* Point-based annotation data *
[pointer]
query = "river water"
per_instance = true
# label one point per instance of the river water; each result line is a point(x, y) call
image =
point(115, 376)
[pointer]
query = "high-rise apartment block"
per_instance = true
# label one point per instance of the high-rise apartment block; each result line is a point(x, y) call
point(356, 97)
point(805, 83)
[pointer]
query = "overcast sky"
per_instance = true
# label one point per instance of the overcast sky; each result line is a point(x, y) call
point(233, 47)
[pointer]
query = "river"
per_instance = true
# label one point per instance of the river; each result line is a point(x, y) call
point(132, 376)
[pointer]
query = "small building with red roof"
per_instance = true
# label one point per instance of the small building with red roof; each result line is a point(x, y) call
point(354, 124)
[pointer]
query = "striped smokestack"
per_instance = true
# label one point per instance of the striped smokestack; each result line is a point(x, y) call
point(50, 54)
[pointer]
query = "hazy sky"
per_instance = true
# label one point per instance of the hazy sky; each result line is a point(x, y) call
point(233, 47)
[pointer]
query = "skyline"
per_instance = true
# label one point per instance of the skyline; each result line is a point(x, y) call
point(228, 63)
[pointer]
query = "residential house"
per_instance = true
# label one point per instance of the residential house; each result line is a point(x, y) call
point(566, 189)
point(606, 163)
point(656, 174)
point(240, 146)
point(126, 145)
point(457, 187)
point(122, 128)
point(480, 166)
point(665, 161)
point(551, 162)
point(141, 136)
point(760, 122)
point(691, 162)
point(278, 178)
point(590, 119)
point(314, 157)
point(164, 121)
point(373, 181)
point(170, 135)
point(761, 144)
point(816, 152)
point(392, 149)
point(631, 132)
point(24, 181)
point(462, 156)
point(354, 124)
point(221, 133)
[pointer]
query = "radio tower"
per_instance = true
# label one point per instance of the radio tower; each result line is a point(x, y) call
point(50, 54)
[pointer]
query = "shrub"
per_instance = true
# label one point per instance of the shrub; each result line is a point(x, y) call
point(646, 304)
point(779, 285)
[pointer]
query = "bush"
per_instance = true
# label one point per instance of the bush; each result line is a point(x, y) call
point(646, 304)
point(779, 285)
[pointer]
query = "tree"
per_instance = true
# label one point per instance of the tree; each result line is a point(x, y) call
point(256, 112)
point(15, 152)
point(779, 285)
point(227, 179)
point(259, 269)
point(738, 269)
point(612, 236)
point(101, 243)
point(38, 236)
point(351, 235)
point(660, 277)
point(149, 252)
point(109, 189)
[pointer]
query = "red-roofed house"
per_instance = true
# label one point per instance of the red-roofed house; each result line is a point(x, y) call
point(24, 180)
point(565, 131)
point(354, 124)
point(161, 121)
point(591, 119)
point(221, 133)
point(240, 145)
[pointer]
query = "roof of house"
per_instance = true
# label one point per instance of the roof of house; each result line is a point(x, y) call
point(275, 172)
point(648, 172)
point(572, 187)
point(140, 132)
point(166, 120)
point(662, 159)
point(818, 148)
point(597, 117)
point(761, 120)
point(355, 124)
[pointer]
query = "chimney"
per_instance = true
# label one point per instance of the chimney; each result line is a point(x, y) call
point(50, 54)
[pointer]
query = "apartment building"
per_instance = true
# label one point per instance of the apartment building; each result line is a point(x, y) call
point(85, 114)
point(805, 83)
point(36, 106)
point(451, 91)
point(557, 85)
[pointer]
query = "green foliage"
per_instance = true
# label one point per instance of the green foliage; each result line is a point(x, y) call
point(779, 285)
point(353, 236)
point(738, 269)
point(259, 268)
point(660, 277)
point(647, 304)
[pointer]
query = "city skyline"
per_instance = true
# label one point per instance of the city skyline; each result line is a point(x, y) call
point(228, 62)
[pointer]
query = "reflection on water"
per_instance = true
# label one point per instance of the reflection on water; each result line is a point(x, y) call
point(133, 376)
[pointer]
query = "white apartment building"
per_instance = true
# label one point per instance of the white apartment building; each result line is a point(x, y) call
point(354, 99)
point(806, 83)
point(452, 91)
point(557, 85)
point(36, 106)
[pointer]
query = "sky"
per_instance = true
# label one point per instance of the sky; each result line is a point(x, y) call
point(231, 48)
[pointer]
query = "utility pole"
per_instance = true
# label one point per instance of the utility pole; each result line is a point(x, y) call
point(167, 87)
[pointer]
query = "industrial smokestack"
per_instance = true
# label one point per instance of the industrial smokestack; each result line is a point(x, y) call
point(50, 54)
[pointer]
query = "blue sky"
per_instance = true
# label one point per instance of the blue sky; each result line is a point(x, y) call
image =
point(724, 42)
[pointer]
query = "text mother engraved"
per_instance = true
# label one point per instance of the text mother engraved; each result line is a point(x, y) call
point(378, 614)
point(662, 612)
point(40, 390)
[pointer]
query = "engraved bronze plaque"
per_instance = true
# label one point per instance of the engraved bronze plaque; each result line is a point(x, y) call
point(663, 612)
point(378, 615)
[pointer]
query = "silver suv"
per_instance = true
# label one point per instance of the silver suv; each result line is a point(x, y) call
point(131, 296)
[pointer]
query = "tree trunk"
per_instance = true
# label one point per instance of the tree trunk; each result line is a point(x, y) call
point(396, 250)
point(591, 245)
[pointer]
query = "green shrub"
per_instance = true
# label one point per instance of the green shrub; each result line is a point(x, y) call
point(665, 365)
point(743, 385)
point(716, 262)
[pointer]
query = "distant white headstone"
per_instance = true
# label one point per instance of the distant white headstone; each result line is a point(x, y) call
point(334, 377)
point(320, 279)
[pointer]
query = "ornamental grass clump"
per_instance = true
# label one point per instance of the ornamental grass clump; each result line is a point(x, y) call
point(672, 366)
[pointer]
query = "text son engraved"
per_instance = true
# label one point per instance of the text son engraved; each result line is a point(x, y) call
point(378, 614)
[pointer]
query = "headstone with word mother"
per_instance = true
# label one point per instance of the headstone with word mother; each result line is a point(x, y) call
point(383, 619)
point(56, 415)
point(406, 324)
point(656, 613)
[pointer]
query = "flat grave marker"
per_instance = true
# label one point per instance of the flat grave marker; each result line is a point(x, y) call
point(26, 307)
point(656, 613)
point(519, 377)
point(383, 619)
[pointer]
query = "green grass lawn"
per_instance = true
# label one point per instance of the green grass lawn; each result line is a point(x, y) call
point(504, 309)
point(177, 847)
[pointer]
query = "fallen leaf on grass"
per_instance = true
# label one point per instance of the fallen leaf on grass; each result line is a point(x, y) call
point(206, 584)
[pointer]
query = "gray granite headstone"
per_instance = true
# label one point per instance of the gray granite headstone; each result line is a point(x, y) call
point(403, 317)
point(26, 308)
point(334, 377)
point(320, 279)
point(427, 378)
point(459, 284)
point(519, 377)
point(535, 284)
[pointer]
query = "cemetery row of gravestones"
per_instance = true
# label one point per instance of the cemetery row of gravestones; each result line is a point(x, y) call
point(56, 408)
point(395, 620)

* WHAT NEEDS TO BE DONE *
Reproduce the stretch of entries from the start through the line containing "point(228, 63)", both ends included, shifting every coordinate in the answers by adding 19.

* RESPONSE TO THE EXERCISE *
[pointer]
query = "river water"
per_instance = true
# label one point per instance of the river water; each result line is a point(x, y) call
image =
point(134, 395)
[pointer]
query = "high-rise apartment block"
per_instance = true
# label one point per instance of the high-rise apartment block; each result line is a point(x, y) call
point(375, 116)
point(824, 102)
[pointer]
query = "overcast sky"
per_instance = true
# label one point per instance of the overcast sky; each result line is a point(x, y) call
point(252, 66)
[pointer]
query = "river"
per_instance = true
# label one point per instance of the river; each result line is a point(x, y) call
point(151, 395)
[pointer]
query = "small building with red roof"
per_instance = true
# label one point per instance of the small building with red roof; each result line is a point(x, y) call
point(373, 143)
[pointer]
query = "striped smokestack"
per_instance = true
# label one point per instance of the striped smokestack; each result line is a point(x, y) call
point(69, 73)
[pointer]
query = "hazy sky"
per_instance = true
# label one point per instance of the hazy sky; each result line is a point(x, y) call
point(252, 66)
[pointer]
query = "skyline"
per_instance = true
# label one point per instance of the skyline; each result line is a point(x, y) call
point(247, 82)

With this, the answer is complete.